*COMPLETE THE FOLLOWING*.
- a) From the 2019 Alsco 300 summary below, list the section headings that follow the opening list of race details.
- b) Answer these questions from the 2019 Alsco 300 summary below:
(i) What pole position time is given?
(ii) How many laps did the driver with the most laps led lead?
(iii) Which race of the 2019 NASCAR Xfinity Series season was it?

*TEXT SEGMENT*.

2019 Alsco 300
- Layout of Kentucky Speedway
- Date: July 12, 2019
- Location: Kentucky Speedway in Sparta, Kentucky
- Course: Permanent racing facility
- Course length: 2.4 km (1.5 miles)
- Distance: 200 laps, 300 mi (480 km)

Pole position
- Driver: Austin Cindric; / Team Penske
- Time: 29.995

Most laps led
- Driver: Cole Custer / Stewart-Haas Racing with Biagi-DenBeste Racing
- Laps: 88

Winner
- No. 00: Cole Custer / Stewart-Haas Racing with Biagi-DenBeste Racing

Television in the United States
- Network: NBCSN

Radio in the United States
- Radio: MRN

= 2019 Alsco 300 (Kentucky) =

The 2019 Alsco 300 is a NASCAR Xfinity Series race held on July 12, 2019, at Kentucky Speedway in Sparta, Kentucky. Contested over 200 laps on the 1.5 mi tri-oval speedway, it was the 17th race of the 2019 NASCAR Xfinity Series season.

*DATA SHOWN*.
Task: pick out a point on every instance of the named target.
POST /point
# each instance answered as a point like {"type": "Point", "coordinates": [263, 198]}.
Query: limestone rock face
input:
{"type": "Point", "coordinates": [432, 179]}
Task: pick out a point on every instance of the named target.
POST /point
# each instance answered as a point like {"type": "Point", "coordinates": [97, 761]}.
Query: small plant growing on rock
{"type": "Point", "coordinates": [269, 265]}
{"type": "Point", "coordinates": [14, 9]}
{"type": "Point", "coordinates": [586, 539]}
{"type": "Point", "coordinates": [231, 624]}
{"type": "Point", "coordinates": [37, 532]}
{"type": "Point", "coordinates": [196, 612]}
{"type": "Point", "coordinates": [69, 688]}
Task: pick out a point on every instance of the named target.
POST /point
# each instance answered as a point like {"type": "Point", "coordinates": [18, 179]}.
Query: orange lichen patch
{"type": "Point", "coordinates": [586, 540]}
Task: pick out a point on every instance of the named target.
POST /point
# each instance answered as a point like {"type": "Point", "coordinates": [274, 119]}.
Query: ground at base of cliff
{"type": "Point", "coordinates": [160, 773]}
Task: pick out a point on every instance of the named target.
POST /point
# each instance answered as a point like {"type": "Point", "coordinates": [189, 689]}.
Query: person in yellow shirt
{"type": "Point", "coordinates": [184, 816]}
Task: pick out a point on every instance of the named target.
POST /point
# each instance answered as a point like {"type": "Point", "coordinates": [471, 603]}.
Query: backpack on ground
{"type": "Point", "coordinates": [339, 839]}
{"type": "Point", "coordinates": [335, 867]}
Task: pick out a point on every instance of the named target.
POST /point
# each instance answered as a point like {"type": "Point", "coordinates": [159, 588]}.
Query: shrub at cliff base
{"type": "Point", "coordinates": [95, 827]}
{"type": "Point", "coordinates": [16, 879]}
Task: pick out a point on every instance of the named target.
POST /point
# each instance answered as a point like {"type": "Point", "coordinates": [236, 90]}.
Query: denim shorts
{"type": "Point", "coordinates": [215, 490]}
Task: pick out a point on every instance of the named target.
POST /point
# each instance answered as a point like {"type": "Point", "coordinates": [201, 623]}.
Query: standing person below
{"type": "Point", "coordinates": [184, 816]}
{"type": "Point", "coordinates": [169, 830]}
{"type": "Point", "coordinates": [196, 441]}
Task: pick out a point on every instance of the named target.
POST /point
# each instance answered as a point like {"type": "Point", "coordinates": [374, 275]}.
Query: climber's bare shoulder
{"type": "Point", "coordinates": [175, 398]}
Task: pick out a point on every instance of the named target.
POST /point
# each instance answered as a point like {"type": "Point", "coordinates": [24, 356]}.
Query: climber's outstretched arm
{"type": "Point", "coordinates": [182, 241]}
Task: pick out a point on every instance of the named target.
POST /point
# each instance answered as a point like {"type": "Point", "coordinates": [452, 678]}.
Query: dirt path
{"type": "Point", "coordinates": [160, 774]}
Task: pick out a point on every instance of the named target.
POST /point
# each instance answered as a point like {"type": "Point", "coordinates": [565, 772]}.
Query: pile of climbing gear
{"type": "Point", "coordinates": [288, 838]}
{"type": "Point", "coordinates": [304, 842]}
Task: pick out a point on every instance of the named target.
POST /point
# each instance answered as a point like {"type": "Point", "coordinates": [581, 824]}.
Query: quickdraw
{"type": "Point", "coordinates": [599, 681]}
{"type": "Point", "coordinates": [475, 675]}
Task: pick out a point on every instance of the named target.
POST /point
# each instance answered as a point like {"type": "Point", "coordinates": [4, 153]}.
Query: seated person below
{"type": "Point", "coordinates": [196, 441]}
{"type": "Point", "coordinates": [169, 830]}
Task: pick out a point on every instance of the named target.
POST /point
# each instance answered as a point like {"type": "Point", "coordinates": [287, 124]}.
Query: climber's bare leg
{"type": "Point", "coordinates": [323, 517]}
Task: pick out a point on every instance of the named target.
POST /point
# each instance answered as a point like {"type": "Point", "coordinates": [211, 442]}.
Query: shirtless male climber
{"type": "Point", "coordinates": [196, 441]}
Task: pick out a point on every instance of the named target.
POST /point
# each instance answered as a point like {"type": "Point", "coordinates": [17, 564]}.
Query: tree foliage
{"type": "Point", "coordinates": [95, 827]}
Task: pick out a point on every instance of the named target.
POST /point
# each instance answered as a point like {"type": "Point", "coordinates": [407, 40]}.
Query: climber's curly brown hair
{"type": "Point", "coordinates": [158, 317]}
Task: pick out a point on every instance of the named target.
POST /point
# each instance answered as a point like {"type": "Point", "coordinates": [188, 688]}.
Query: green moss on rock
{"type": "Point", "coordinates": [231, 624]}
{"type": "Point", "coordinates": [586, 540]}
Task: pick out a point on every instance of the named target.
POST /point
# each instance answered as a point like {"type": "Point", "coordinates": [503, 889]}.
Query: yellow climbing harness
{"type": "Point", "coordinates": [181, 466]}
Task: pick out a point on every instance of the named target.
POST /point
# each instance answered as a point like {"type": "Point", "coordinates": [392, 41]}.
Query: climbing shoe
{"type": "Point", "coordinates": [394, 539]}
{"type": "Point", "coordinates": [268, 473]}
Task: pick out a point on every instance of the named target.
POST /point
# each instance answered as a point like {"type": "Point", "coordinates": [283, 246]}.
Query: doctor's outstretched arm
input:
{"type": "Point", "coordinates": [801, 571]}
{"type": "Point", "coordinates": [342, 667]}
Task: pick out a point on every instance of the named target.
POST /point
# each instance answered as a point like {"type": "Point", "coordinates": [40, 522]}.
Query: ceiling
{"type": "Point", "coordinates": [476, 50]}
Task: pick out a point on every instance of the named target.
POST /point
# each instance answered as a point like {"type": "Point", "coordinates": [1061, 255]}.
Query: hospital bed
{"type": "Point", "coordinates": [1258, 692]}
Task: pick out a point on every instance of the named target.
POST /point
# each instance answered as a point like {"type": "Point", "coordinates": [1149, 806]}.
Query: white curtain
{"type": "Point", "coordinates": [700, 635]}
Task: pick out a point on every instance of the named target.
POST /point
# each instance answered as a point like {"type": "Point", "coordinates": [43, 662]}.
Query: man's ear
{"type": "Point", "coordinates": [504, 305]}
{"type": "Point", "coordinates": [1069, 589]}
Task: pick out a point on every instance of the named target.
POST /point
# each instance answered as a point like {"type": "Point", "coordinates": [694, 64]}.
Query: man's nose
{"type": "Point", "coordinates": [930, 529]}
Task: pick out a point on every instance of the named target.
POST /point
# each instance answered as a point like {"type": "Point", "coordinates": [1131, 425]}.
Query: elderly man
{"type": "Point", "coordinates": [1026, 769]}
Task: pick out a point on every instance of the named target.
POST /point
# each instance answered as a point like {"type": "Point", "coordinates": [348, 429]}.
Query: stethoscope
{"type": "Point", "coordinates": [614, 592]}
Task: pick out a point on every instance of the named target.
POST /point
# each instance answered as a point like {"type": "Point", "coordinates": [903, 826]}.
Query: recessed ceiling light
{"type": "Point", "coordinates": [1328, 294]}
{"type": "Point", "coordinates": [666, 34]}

*EXPECTED RESULTS*.
- a)
Pole position
Most laps led
Winner
Television in the United States
Radio in the United States

- b)
(i) 29.995
(ii) 88
(iii) The 17th